Given text

With the financial support of the European Commission (DG TREN), FEMA initially undertook two major pieces of research in the field of motorcyclist protective guardrails and initial rider training. The Motorcyclists & Crash Barrier project (2000) aimed at investigating the effects of crash barriers on motorcyclists, identify ways to reduce severity of motorcycle accidents against metal crash barrier and make recommendations for road traffic authorities to reduce injuries in collision with crash barriers. In addition to this report, FEMA published the Road to Success, the aims of which were to provide an overview of the projects that have been successfully carried out in a number of European countries, describe the difficulties and obstacles that motorcyclist organisations encounter; and list conclusions and recommendations to assist politicians, road authorities and motorcyclist organizations to implement successful policies to improving the safety of motorcyclists.

The Initial Rider Training Project - Developping a European Approch to the Training of Motorcyclists (2007) - the logical continuation of the Young Rider of the Year project (2002) and the Initial Rider Training Project - The Views and the Need of the Rider (1997)- has created a European initial rider training programme which includes a modular approach to initial rider training, the essential elements and aspects for initial rider training, a method and approach to support initial rider training, and a comprehensive manual for use in a range of situations. It has also evaluated the potential of e-Coaching, reviewed recent rider and driver training research, and surveyed national training and testing arrangements.

FEMA then embarked on a series of new projects within the 6th and 7th European Research Framework Programme (FP6 and FP7). Framework programmes are major milestones in EU policies as they define priorities to the research sector according to the various objectives the EU tries to reach. As far as transport is concerned, the EU is financing more and more research towards intelligent systems which is believed will help to fight congestion, improve road safety and reduce all environmental costs.

Data extract
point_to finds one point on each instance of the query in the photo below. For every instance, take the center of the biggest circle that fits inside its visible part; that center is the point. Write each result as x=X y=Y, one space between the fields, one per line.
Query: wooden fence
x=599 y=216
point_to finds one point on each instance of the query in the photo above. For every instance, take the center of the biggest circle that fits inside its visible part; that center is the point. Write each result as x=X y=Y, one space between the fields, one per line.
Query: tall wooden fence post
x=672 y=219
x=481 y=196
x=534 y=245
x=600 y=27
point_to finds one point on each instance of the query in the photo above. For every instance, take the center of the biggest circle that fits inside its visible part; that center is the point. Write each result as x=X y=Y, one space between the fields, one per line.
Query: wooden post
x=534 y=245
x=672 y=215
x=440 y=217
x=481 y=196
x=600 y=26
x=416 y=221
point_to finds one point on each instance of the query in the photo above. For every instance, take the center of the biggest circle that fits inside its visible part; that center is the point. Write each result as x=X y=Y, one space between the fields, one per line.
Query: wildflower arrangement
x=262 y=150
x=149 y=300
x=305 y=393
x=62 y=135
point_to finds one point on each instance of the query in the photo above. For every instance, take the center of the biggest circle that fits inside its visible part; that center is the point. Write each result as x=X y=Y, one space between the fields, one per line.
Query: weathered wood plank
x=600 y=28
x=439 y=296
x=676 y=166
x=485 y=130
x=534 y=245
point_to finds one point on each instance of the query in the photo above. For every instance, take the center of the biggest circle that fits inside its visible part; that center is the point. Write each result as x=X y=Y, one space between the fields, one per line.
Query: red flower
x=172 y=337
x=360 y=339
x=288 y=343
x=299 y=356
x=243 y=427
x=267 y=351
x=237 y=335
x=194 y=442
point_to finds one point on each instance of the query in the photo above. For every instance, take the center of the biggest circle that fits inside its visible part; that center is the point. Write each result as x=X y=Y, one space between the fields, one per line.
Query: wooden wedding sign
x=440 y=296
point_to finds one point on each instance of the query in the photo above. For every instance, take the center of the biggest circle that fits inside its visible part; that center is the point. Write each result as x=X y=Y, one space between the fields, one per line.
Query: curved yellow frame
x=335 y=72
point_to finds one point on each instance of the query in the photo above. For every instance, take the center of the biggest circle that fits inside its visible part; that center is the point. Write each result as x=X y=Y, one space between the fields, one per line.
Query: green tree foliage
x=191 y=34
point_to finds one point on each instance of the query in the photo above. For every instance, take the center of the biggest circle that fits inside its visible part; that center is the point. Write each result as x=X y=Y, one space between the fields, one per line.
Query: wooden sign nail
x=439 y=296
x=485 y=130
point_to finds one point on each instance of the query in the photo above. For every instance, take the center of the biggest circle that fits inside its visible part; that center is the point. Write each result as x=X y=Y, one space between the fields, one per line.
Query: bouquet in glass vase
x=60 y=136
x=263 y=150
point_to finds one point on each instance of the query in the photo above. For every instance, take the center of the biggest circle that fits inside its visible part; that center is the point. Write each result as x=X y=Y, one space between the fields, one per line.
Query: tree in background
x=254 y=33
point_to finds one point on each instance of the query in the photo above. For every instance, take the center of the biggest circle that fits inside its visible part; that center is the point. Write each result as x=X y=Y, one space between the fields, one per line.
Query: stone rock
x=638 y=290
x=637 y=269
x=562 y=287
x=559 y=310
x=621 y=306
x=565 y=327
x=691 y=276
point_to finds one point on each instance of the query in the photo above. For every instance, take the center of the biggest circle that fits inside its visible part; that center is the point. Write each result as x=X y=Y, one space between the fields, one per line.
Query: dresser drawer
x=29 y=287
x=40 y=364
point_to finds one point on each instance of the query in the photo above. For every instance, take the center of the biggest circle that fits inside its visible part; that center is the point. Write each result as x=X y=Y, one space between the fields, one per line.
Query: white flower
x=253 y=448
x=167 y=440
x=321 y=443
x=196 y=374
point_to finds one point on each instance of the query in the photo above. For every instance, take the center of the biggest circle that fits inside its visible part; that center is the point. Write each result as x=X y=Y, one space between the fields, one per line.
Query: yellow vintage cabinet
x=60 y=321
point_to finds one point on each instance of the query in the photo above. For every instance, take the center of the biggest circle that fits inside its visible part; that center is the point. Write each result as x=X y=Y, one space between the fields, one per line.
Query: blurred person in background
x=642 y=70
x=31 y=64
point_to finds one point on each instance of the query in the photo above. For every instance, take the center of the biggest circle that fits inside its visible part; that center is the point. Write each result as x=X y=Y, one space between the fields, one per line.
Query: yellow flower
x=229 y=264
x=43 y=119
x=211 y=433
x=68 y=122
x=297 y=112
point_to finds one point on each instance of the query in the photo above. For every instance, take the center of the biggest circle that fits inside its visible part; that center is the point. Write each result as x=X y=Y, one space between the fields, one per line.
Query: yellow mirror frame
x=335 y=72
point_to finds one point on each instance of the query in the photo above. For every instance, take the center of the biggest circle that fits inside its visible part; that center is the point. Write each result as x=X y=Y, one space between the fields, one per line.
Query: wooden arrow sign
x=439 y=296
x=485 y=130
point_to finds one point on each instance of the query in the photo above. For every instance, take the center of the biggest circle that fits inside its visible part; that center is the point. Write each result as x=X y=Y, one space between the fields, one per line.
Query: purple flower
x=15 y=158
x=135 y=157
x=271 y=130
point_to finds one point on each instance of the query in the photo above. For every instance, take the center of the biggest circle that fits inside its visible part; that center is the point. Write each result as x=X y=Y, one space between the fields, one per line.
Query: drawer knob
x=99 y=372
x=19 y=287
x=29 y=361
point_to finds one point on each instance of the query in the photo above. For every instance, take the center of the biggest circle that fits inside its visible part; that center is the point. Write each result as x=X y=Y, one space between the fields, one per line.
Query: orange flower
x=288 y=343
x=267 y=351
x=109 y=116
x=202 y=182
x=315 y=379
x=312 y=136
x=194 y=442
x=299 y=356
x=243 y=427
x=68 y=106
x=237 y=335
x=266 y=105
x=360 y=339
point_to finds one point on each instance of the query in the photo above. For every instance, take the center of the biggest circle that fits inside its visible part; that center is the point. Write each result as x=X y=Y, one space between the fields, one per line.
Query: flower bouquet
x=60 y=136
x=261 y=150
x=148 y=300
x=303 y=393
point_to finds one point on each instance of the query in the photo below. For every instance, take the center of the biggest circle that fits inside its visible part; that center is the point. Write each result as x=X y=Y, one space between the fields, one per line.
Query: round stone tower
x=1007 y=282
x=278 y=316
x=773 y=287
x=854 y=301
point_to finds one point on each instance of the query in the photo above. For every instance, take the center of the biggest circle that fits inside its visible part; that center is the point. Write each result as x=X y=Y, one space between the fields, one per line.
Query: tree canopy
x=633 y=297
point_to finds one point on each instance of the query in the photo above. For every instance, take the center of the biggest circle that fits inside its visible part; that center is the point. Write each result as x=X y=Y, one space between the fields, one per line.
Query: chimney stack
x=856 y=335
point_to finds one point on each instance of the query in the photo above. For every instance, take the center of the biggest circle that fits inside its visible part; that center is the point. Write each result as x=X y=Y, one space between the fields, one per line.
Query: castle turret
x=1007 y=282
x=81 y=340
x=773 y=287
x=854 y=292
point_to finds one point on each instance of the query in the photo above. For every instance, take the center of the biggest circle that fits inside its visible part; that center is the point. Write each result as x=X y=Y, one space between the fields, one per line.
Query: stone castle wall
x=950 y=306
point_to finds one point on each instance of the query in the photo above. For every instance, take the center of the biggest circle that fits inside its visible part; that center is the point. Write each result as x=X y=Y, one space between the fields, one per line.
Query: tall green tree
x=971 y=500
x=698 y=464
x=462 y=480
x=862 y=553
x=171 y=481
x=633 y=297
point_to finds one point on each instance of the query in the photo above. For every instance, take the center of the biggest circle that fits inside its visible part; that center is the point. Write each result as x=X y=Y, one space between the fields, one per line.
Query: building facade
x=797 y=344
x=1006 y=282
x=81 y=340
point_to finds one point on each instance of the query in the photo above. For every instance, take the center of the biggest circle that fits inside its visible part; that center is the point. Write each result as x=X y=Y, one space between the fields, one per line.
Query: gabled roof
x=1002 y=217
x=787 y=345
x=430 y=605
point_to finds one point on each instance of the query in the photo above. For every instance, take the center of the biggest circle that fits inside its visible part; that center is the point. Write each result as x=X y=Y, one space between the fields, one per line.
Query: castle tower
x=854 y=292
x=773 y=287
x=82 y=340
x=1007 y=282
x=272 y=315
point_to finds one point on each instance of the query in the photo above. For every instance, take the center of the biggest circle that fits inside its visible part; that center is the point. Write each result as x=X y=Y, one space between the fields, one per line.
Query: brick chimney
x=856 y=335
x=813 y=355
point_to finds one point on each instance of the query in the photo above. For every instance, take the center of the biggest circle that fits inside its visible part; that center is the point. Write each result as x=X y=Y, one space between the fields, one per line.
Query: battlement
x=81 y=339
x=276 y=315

Task details
Please extend the passage on FEMA's motorcyclist safety research, carrying on directly after its final sentence.

Expected answer
Within the 6th Framework, FEMA became partner in APROSYS (the Integrated Projects on Advanced Protection Systems), and MYMOSA (Towards Integrated Safety for Powered Two Wheelers). FEMA is taking part to several projects of the 7th European Research Framework Programme (FP7), which was launched early February 2007. With this framework, the EU gives new guidelines for the research work to be undertaken by the whole research community - comprising not only research institutes and academics, but also the private sector and civil society organizations, such as FEMA. The Association participates to SAFERIDER, which focuses on on-Board Technology (ICT), 2BeSafe, which aims to design and implement a broad ranging research programme to produce knowledge of PTW rider performance, behaviour and safety, alone or when interacting with other road users, and Smart RRS (Crash Barriers).

FEMA responded to proposals submitted to the European Commission on Research and Development on May 7th 2008, such as NeMiSSIS (Near Miss Accident study) and SAMOTO (Research Coordination) which aims to constitute a pan European platform in which all countries, regions and stakeholders can discuss, share, coordinate and disseminate different initiatives such as policies, standards or just simply best practices. SAMOTO will build this open discussion forum in order to ease this exchange and spread of recognised best practices.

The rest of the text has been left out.